### Tasks to carry out
**a.** List the three fixed budgets of an SM that the GPU occupancy passage names, with the amount it gives for each.
**b.** Copy from the GPU occupancy passage the part between "The soft rule" and "is your bottleneck.", inclusive.
**c.** In the GPU occupancy passage, what ratio is occupancy said to be?

### Text extract
********************
The soft rule is where judgment enters: of all the legal multiples of 32, which one? This is the occupancy question, and it is fundamentally a resource-packing problem — think Tetris on the SM. An SM has a fixed budget: 65536 32-bit registers, up to 228 KiB of shared memory, and a cap of 64 resident warps (2048 threads). It packs in as many blocks as those three budgets simultaneously allow, and whichever budget runs out first is your bottleneck.

Let me make the packing concrete with the register budget, because it is the one that bites most often. Say each thread uses 64 registers. Then the SM's register file supports 65536 / 64 = 1024 threads' worth of registers at once. So no matter how you shape your blocks — four 256-thread blocks, two 512-thread blocks, whatever — at most 1024 threads can be resident on that SM, which is 1024/2048 = 50% of the warp cap. Now ask for 128 registers per thread instead: 65536 / 128 = 512 threads, half as many, 25% occupancy. The register appetite of a single thread ripples all the way up to how many warps the scheduler has to hide latency with. Occupancy is exactly that ratio — resident warps divided by the SM's maximum — and it is the knob that controls how much memory latency the four schedulers can paper over.
********************
### Data records
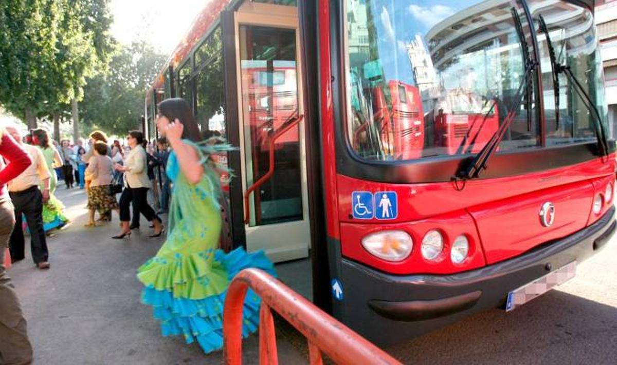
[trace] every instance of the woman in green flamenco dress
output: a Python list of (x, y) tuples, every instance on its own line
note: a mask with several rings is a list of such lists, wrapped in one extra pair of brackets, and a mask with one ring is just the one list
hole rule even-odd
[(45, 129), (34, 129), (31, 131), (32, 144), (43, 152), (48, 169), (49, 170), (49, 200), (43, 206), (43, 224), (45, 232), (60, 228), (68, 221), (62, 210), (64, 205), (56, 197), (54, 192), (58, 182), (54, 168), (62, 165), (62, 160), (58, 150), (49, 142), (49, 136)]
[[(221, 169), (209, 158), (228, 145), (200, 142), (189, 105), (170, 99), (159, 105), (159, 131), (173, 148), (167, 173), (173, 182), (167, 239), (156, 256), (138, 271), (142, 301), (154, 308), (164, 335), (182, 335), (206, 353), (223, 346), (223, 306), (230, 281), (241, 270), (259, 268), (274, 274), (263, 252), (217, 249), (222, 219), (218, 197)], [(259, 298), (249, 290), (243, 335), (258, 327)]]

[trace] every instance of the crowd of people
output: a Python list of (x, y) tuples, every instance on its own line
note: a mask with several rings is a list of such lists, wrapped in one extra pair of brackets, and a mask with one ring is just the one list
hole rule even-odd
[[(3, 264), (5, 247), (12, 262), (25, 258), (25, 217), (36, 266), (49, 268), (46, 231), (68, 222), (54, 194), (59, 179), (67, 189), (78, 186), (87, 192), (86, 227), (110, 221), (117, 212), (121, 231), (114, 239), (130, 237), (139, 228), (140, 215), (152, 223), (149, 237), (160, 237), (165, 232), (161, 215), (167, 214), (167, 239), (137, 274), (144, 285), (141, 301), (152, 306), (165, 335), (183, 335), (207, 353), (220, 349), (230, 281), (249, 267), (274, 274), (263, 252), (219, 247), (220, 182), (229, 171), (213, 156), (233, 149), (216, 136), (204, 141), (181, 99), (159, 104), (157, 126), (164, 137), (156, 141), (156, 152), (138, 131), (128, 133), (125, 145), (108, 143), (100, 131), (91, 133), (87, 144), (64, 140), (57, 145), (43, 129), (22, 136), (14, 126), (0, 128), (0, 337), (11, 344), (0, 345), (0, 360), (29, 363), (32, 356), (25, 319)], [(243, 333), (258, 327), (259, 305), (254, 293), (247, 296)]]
********************
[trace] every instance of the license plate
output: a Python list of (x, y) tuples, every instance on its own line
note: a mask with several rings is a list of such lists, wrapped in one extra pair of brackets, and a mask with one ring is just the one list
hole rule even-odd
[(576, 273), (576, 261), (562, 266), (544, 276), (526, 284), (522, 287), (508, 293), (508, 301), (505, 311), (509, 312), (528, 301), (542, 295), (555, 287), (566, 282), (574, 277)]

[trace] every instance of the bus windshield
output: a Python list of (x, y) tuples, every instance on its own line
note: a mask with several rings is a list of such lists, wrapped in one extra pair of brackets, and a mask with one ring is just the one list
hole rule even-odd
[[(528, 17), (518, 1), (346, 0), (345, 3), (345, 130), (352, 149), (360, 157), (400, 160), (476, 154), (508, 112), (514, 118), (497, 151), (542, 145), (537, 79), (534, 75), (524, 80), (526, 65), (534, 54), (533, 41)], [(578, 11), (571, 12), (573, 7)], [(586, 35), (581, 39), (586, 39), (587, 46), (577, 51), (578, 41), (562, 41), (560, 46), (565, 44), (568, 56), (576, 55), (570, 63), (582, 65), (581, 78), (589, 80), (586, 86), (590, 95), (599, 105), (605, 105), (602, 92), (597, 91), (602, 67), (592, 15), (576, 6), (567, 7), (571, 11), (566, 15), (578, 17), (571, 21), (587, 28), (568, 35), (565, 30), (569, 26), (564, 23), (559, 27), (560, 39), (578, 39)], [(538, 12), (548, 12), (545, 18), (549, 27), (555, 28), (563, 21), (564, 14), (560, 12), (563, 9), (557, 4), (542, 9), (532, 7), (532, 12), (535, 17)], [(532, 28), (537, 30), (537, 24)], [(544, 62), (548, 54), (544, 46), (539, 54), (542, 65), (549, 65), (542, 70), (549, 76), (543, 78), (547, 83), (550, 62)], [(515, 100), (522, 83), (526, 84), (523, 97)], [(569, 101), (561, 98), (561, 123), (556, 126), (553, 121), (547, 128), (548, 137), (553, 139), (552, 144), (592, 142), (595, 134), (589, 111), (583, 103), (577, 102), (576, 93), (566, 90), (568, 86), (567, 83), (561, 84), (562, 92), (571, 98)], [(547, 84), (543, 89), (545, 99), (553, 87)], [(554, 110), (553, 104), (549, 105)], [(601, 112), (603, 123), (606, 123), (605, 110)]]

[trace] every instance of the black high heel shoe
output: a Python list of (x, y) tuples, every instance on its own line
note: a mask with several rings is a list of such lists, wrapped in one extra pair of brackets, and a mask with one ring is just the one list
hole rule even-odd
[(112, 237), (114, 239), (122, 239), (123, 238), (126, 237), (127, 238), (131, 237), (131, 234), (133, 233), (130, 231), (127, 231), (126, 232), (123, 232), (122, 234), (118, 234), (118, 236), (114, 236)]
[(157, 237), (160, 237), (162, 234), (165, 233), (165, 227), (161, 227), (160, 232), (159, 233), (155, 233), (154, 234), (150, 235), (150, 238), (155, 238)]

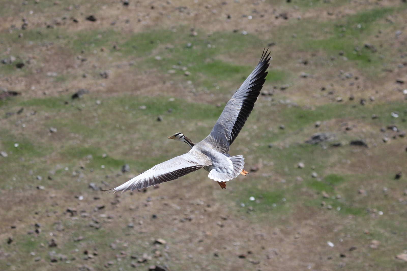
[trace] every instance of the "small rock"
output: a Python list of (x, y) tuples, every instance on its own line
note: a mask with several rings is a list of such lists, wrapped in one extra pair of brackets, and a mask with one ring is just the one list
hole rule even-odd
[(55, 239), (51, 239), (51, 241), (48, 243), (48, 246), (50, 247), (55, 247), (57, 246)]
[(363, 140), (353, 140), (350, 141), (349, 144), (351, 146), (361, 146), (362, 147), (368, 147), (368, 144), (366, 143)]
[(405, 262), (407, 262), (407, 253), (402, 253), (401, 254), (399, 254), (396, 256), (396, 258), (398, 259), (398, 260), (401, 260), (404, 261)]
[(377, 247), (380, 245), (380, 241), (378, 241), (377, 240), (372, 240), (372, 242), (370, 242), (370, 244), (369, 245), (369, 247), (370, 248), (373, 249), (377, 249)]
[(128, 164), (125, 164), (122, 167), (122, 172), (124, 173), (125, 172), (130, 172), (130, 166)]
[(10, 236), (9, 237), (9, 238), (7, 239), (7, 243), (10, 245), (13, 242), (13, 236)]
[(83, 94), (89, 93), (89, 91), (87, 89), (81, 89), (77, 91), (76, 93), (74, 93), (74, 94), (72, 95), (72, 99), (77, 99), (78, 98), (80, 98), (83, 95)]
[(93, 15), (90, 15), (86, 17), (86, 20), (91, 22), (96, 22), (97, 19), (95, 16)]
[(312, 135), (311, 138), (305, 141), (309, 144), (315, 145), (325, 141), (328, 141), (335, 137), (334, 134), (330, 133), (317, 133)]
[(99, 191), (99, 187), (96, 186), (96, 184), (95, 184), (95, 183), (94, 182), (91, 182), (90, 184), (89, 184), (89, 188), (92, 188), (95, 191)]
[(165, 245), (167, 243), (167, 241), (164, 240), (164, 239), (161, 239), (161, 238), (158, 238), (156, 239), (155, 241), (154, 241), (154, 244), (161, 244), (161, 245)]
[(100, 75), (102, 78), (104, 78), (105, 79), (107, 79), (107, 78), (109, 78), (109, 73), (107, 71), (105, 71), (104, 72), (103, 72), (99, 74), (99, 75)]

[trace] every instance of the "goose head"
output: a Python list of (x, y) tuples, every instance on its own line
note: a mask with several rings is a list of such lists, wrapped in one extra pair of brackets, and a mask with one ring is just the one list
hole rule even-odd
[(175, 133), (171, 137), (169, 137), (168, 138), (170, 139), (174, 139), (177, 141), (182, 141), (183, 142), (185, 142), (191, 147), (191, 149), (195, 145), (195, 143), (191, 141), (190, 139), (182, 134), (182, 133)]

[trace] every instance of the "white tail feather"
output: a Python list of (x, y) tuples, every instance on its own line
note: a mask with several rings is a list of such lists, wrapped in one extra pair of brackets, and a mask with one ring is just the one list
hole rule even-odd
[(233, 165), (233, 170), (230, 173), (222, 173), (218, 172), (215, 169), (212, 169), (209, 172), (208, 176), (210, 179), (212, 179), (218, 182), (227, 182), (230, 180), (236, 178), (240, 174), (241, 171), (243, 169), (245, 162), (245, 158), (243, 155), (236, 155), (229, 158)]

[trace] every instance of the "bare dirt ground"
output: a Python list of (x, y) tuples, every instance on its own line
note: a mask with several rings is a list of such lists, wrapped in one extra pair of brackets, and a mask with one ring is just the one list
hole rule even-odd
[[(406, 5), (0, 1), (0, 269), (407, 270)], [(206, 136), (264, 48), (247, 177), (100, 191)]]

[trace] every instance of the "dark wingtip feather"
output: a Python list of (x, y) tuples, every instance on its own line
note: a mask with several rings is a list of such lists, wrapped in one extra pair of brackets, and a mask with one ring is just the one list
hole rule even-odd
********************
### The results
**a.**
- 65536 32-bit registers
- Up to 228 KiB of shared memory
- A cap of 64 resident warps (2048 threads)

**b.**
The soft rule is where judgment enters: of all the legal multiples of 32, which one? This is the occupancy question, and it is fundamentally a resource-packing problem — think Tetris on the SM. An SM has a fixed budget: 65536 32-bit registers, up to 228 KiB of shared memory, and a cap of 64 resident warps (2048 threads). It packs in as many blocks as those three budgets simultaneously allow, and whichever budget runs out first is your bottleneck.

**c.** Resident warps divided by the SM's maximum.